• **Rows**
★ ★ ★ ★ ★ ★ ★

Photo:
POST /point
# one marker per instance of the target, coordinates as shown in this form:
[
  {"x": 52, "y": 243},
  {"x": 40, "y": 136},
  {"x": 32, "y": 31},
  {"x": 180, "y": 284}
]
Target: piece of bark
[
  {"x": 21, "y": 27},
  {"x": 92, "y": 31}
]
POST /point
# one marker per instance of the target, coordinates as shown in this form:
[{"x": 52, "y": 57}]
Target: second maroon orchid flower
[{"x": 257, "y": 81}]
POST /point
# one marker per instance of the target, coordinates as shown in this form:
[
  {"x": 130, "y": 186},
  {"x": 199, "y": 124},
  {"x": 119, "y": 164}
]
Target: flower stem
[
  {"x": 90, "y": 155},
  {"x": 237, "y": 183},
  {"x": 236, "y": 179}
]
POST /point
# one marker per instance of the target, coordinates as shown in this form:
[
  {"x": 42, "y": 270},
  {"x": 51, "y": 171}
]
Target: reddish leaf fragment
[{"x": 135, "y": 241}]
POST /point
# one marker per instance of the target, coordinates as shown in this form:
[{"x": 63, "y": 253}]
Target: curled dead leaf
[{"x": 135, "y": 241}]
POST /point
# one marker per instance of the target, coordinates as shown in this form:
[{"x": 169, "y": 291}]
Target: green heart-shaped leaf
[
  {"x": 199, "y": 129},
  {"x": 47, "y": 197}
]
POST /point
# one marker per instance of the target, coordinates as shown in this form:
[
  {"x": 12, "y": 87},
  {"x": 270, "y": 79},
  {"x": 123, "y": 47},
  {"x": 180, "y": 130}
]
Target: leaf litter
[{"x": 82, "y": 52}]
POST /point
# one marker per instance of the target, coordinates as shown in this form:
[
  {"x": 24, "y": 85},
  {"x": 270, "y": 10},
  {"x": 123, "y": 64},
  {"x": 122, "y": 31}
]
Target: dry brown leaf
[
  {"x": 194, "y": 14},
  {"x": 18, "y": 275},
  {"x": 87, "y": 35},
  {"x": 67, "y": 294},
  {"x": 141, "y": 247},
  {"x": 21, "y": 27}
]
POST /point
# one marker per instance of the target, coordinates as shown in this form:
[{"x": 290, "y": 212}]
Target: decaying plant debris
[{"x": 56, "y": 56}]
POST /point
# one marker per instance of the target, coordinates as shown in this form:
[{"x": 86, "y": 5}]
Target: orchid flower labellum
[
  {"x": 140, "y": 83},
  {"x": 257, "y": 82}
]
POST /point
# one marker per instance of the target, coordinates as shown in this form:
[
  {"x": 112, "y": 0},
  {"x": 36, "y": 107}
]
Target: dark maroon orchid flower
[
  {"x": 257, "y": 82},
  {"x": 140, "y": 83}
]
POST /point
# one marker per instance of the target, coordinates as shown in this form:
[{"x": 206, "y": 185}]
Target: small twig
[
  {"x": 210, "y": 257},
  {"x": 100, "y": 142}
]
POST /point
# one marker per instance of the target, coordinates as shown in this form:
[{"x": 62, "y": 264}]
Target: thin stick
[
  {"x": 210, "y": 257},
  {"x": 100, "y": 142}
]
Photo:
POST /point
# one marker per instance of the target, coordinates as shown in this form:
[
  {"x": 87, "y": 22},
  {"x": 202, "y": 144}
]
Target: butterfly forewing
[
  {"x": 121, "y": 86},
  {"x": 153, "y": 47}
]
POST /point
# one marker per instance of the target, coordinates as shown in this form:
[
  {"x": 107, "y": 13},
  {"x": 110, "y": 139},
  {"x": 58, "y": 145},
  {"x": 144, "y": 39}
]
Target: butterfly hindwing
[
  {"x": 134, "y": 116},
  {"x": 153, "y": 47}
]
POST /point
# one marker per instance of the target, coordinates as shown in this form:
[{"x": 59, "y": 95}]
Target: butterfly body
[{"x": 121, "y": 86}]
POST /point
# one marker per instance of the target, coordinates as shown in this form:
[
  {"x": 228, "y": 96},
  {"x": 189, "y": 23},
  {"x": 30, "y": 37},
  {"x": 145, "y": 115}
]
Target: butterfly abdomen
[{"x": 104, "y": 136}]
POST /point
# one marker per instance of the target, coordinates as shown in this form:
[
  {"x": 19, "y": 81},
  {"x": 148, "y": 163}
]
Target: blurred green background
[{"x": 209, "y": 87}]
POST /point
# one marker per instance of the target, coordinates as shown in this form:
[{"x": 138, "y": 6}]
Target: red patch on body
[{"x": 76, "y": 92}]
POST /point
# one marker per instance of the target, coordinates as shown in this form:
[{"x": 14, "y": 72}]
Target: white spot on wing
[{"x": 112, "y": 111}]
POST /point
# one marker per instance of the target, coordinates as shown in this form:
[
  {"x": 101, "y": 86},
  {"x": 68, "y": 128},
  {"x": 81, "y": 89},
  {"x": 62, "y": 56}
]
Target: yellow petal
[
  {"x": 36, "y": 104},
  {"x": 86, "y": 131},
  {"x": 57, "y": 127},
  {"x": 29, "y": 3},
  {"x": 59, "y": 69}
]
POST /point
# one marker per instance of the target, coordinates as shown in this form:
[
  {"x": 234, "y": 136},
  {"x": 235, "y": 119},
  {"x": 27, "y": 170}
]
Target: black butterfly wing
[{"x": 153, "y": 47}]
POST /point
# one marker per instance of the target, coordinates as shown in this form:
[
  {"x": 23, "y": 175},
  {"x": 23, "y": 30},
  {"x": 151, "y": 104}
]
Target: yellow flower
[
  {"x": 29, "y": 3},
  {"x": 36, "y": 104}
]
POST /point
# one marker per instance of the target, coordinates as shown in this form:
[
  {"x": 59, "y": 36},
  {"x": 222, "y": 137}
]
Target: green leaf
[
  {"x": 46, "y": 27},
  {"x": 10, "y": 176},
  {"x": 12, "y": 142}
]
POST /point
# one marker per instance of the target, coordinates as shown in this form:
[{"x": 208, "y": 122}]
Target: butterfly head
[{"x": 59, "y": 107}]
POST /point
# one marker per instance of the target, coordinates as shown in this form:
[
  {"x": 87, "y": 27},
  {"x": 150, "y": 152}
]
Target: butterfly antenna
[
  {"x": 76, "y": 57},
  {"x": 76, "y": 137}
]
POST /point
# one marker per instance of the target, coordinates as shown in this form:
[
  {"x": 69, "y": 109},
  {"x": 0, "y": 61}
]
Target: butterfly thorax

★ ★ ★ ★ ★ ★ ★

• **What needs to be done**
List every line of the records above that contains the word "maroon", matching case exactly.

• **Full solution**
Target: second maroon orchid flower
Target: dark maroon orchid flower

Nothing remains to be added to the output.